_Task details_
Copy the material from its first line through the line containing "[347,329,1176,1014]", substituting "tall water spray" for "tall water jet" and leaving everything else unchanged.

>>>>

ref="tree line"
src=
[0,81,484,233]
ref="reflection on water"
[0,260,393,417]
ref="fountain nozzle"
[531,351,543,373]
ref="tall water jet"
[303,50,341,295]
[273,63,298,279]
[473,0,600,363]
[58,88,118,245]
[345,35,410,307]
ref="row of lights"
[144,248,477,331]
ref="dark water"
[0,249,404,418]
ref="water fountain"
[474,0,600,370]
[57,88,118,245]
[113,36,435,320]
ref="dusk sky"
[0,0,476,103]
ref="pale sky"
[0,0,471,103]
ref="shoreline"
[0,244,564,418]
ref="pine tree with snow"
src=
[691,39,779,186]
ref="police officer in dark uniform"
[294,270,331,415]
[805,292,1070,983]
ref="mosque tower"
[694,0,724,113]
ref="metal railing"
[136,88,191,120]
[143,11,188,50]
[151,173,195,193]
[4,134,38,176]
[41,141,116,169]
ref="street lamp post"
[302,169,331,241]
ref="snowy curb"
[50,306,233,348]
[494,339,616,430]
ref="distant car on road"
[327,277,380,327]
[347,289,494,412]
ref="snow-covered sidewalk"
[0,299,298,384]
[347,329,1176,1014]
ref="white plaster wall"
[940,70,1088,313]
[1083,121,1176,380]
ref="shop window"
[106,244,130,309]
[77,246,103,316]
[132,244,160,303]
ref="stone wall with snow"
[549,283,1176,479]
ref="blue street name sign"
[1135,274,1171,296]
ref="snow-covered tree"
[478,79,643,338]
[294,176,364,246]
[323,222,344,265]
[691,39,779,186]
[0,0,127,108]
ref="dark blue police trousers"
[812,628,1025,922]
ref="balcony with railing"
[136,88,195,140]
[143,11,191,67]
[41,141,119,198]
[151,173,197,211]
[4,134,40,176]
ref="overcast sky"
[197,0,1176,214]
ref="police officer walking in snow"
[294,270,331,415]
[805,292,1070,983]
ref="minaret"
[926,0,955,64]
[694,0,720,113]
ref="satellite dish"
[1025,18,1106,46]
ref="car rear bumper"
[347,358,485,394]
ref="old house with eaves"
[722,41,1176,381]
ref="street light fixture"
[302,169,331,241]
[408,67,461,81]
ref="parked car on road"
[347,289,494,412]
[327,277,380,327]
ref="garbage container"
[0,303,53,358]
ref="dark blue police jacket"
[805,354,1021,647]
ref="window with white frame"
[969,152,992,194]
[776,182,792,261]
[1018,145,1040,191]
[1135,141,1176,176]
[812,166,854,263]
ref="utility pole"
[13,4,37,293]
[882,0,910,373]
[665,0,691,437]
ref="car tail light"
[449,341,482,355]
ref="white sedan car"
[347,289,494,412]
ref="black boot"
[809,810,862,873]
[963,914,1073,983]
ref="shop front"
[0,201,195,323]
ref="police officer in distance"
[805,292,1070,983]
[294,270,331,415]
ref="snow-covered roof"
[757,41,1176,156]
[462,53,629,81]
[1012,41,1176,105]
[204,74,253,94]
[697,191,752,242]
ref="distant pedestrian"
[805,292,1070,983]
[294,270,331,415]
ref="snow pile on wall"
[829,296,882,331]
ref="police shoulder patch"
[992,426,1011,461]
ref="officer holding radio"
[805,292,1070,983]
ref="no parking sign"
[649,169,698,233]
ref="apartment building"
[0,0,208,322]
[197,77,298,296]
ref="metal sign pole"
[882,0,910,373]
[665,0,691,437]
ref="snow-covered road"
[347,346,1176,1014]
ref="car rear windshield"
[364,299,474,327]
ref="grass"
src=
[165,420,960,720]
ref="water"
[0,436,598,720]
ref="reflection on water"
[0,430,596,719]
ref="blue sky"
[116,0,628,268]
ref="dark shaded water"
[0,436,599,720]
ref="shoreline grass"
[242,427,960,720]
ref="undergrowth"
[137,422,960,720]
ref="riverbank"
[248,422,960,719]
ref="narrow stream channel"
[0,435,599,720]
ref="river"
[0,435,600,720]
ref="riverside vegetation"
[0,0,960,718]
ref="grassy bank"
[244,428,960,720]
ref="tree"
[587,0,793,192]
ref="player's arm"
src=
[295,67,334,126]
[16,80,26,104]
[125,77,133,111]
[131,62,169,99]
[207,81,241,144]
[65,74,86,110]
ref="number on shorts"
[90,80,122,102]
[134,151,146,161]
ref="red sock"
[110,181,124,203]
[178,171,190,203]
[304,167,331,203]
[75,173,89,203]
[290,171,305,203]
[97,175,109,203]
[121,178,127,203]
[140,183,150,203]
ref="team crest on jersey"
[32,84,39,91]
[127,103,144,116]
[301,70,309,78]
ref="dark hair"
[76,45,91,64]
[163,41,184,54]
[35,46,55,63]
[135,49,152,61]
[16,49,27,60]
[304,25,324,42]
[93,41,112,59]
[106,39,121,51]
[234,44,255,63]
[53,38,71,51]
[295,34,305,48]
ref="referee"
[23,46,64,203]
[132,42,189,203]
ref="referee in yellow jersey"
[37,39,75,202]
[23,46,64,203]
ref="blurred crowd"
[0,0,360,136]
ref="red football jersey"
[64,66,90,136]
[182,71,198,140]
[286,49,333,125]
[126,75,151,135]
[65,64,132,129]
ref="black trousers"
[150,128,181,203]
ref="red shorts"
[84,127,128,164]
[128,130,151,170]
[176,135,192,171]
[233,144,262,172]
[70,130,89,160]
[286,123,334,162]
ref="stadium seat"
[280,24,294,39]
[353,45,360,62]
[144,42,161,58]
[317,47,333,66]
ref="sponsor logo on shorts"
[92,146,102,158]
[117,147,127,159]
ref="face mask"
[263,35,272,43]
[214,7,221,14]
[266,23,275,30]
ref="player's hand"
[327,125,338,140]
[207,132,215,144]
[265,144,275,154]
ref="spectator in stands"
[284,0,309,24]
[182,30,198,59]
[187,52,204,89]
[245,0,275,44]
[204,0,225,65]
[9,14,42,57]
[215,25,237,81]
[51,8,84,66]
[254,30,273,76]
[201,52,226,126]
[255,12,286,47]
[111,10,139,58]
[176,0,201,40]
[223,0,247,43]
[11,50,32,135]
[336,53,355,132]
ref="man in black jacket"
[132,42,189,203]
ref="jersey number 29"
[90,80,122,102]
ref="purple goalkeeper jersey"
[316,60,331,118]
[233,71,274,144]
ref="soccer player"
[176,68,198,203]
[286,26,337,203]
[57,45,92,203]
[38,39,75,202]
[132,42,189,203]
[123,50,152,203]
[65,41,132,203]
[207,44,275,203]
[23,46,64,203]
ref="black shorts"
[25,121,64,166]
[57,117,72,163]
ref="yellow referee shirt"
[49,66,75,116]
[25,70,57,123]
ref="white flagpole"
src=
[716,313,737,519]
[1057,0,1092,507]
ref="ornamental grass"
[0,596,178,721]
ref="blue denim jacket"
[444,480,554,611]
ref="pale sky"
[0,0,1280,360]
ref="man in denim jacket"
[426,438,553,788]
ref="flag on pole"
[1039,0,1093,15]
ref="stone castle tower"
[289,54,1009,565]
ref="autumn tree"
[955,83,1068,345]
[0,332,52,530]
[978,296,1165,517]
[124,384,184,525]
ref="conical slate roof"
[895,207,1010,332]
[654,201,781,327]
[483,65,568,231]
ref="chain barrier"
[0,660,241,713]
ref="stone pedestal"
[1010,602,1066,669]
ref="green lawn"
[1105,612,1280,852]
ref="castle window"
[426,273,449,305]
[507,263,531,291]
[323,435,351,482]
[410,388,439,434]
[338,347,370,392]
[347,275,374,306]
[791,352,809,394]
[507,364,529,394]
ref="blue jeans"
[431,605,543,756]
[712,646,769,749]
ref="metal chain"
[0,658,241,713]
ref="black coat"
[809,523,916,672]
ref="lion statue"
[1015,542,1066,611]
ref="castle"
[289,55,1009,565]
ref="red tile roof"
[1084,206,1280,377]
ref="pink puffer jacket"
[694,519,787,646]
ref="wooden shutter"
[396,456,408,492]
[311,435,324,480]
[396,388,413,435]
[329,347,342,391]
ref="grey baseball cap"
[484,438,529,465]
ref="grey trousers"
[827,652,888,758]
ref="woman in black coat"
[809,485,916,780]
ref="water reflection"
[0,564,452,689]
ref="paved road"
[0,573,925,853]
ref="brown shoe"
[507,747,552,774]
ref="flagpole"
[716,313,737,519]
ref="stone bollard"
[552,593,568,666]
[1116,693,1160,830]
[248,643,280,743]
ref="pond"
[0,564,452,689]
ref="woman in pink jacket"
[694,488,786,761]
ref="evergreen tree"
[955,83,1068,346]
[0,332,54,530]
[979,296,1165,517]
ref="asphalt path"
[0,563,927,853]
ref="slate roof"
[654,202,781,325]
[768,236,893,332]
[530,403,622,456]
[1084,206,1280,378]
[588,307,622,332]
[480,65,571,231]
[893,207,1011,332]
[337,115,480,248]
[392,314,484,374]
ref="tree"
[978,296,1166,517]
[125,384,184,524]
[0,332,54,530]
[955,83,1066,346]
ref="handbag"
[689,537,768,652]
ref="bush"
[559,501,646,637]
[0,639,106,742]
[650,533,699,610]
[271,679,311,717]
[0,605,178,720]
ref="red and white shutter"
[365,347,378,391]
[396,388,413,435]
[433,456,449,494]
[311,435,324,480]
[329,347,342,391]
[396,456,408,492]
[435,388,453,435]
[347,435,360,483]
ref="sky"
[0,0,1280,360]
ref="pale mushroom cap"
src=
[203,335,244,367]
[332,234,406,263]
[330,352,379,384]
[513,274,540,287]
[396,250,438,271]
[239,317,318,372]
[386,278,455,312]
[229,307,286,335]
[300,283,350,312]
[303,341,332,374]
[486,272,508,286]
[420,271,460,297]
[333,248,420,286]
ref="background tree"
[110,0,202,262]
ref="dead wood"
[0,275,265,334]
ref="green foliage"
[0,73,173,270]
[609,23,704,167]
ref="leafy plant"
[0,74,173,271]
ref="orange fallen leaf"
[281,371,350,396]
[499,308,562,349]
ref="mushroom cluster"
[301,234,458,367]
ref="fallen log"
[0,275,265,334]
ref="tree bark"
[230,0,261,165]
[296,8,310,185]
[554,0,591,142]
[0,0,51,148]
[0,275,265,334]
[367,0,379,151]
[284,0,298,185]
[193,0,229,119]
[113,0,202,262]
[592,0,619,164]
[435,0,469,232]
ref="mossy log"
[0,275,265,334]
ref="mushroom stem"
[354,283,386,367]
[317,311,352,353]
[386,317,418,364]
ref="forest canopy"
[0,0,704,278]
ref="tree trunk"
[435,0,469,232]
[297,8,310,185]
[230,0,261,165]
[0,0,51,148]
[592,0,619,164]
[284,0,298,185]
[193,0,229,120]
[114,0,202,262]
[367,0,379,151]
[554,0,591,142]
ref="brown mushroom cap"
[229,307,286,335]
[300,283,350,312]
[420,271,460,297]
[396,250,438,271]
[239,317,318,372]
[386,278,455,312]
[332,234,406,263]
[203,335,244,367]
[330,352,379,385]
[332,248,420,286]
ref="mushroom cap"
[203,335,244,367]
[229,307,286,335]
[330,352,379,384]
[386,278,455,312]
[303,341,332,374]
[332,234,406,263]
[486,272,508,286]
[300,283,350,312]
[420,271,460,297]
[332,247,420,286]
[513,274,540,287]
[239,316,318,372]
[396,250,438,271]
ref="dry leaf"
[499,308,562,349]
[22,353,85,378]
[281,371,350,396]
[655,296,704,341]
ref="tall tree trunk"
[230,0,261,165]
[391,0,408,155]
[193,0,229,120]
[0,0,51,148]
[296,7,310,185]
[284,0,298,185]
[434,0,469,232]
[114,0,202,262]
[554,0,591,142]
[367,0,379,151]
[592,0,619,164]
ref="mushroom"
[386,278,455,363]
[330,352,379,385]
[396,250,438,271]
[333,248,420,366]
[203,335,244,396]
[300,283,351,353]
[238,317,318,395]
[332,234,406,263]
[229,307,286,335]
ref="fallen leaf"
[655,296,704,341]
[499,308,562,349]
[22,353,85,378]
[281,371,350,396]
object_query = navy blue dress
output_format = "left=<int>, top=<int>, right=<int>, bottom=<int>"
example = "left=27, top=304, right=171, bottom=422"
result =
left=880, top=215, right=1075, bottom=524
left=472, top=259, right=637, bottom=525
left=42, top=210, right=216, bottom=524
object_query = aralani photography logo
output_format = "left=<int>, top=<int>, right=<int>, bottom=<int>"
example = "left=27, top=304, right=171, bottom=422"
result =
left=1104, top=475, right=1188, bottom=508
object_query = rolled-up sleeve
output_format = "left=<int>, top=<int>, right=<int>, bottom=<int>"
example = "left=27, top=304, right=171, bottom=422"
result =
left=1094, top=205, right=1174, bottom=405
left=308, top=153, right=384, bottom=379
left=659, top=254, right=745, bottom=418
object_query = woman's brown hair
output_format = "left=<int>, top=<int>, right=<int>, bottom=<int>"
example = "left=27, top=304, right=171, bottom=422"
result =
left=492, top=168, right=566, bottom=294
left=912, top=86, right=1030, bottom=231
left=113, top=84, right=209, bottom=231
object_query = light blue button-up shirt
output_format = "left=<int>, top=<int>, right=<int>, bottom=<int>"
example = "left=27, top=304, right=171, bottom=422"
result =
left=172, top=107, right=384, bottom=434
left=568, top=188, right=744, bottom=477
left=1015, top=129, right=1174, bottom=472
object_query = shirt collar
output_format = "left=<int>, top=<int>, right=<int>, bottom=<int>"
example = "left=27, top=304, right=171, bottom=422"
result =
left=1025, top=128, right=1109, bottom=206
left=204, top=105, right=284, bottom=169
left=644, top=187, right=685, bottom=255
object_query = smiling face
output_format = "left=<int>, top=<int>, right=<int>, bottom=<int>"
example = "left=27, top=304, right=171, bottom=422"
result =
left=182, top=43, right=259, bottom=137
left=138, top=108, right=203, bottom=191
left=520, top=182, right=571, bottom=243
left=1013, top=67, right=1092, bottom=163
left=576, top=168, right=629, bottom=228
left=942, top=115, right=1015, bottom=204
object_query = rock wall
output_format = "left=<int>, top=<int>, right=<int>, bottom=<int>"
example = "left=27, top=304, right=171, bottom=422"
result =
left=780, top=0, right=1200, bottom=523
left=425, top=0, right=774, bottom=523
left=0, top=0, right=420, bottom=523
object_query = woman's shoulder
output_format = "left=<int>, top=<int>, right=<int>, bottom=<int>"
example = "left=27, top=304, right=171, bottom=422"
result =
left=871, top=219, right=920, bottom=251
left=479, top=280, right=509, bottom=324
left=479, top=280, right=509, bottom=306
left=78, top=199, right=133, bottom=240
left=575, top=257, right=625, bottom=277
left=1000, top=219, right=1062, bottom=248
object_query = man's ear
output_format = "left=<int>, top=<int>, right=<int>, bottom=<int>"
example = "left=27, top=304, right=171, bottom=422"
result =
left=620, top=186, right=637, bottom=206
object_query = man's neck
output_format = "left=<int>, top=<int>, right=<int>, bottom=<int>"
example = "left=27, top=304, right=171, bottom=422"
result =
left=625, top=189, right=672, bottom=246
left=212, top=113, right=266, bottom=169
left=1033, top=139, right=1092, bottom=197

<<<<

_Problem solution_
ref="tree line"
src=
[0,81,484,233]
ref="reflection on water"
[0,260,393,417]
ref="fountain nozzle"
[531,351,543,373]
ref="tall water spray"
[303,50,341,295]
[273,63,298,279]
[473,0,600,363]
[58,88,118,245]
[345,35,410,307]
ref="row of lights"
[144,248,477,331]
ref="dark water"
[0,249,404,418]
ref="water fountain"
[474,0,600,370]
[57,88,118,245]
[113,36,435,320]
ref="dusk sky"
[0,0,476,103]
ref="pale sky"
[0,0,471,103]
ref="shoreline"
[0,244,564,418]
ref="pine tree with snow"
src=
[691,39,779,186]
ref="police officer in dark uniform"
[294,270,331,415]
[805,292,1070,983]
ref="mosque tower"
[694,0,724,113]
ref="metal railing"
[136,88,191,120]
[143,11,188,50]
[151,173,195,193]
[4,134,38,176]
[41,141,116,169]
ref="street lamp post"
[302,169,331,241]
ref="snowy curb"
[50,306,233,348]
[494,339,616,430]
ref="distant car on road"
[327,277,380,327]
[347,289,494,412]
ref="snow-covered sidewalk"
[0,299,298,384]
[347,329,1176,1014]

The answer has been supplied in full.